[Data listing]

>>>>

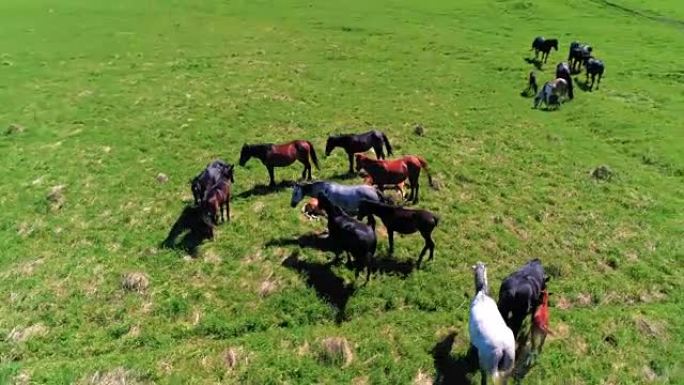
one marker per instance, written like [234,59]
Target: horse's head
[245,154]
[297,194]
[361,161]
[228,172]
[480,272]
[330,145]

<<<<

- EXERCISE TASK -
Retype all the records shown above, character for character. Omit every picture.

- FINAL ANSWER -
one marker per instance, written like [234,59]
Target: horse's head
[245,154]
[297,194]
[361,161]
[228,172]
[480,272]
[330,145]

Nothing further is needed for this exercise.